(Records from a collection)
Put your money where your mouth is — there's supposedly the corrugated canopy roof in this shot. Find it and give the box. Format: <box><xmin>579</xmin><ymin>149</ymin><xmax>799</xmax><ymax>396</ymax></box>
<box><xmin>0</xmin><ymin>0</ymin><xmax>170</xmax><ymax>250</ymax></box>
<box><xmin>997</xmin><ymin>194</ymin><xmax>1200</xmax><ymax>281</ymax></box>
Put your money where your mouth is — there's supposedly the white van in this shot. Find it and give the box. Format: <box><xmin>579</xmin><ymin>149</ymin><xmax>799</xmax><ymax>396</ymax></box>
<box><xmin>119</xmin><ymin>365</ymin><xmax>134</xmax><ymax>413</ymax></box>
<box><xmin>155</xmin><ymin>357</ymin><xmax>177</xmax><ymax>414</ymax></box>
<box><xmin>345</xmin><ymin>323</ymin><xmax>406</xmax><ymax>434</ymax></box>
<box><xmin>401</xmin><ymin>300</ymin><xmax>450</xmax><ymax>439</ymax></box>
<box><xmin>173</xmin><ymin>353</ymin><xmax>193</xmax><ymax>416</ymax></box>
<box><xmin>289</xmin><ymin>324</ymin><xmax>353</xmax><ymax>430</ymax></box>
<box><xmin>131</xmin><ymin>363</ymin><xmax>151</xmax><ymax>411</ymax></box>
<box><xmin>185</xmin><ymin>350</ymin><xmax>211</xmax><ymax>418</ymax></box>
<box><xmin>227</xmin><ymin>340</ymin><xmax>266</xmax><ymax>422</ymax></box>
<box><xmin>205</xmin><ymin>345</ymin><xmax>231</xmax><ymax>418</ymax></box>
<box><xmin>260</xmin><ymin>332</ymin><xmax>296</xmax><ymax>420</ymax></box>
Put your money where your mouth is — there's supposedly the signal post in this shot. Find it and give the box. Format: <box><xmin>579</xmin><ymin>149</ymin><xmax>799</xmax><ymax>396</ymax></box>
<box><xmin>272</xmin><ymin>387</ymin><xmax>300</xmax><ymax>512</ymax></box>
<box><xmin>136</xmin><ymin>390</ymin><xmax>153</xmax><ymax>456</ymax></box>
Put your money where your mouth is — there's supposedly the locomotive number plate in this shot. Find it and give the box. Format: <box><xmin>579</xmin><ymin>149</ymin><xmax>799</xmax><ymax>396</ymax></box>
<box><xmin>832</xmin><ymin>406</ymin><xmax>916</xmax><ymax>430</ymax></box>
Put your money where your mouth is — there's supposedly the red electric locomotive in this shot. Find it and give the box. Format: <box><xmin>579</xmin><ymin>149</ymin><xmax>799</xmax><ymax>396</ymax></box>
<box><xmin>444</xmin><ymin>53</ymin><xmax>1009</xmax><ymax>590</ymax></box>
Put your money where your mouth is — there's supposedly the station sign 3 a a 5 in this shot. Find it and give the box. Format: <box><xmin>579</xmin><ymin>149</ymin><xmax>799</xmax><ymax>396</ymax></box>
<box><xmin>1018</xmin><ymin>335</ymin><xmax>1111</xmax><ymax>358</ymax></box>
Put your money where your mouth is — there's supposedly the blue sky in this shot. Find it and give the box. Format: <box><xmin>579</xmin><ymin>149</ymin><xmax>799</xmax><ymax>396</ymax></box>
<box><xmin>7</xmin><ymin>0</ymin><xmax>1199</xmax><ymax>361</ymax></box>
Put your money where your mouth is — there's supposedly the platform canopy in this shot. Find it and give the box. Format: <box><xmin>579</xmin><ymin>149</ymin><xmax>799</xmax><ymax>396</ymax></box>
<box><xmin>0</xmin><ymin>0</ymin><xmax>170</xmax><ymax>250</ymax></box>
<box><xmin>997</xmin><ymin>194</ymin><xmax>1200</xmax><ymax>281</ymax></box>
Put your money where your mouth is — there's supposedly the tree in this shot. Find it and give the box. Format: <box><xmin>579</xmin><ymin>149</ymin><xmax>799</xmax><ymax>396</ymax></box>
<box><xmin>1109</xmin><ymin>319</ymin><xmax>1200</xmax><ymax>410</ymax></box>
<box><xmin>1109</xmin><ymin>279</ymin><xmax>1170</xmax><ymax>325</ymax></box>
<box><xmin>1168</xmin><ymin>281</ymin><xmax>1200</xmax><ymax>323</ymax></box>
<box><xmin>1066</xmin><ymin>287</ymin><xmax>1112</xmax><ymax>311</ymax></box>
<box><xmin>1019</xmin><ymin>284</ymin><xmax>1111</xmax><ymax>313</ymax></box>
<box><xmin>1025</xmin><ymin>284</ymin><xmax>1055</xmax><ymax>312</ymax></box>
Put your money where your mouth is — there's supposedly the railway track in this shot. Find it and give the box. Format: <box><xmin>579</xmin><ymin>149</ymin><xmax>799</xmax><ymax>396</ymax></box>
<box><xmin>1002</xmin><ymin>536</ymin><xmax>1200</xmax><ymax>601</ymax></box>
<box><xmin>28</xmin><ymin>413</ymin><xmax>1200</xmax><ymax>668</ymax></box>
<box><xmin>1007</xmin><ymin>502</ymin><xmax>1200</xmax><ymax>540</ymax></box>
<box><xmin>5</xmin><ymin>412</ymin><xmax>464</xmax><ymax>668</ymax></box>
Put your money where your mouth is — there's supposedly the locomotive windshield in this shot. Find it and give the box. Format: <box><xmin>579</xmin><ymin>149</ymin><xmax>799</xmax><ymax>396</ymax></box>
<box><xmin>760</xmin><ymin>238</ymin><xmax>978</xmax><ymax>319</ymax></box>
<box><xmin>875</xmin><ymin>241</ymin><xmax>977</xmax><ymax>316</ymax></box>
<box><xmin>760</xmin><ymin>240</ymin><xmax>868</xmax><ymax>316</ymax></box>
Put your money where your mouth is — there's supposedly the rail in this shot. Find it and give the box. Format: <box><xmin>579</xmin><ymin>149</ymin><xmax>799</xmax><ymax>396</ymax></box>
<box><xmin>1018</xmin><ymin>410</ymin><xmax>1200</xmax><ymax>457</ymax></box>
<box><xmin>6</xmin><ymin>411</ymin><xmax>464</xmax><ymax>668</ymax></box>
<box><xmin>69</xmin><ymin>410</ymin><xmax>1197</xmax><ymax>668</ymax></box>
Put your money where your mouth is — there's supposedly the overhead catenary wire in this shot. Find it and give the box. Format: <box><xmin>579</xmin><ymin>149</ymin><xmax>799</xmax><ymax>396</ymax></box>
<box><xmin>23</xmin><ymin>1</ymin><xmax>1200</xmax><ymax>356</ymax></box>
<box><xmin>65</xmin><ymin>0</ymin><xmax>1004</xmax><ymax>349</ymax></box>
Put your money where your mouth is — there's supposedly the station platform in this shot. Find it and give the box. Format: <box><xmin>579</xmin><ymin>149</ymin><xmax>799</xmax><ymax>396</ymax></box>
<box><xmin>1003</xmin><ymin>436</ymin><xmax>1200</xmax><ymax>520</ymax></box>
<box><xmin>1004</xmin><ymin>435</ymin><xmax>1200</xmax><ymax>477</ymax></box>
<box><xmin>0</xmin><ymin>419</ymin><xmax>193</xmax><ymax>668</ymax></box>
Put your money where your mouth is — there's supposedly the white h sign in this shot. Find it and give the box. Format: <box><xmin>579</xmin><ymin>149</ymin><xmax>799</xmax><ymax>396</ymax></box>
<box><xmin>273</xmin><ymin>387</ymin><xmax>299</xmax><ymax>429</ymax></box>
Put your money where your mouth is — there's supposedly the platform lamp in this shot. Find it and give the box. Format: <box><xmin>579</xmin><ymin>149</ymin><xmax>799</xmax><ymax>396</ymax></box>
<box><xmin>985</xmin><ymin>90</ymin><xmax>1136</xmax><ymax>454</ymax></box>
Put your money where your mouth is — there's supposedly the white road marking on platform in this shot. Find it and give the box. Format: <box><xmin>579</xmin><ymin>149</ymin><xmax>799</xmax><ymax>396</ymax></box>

Exercise - For the entries above, transcribe precisely the lines from the one with "the white h" through the end, including both.

Solution for this exercise -
Put your money where your mouth is — there's supposedly the white h sign in this shot. Find it and give the box. Format: <box><xmin>579</xmin><ymin>149</ymin><xmax>799</xmax><ymax>396</ymax></box>
<box><xmin>273</xmin><ymin>387</ymin><xmax>299</xmax><ymax>429</ymax></box>
Put your money where your mouth is — there's supposedly the platform lamp in this shot. Find it and give the box. Format: <box><xmin>579</xmin><ymin>149</ymin><xmax>799</xmax><ymax>396</ymax></box>
<box><xmin>985</xmin><ymin>90</ymin><xmax>1136</xmax><ymax>454</ymax></box>
Put your money where your mouth is — there's supposedly the white road marking on platform in this shot. Find it and give the box. Format: <box><xmin>579</xmin><ymin>149</ymin><xmax>799</xmax><ymax>396</ymax></box>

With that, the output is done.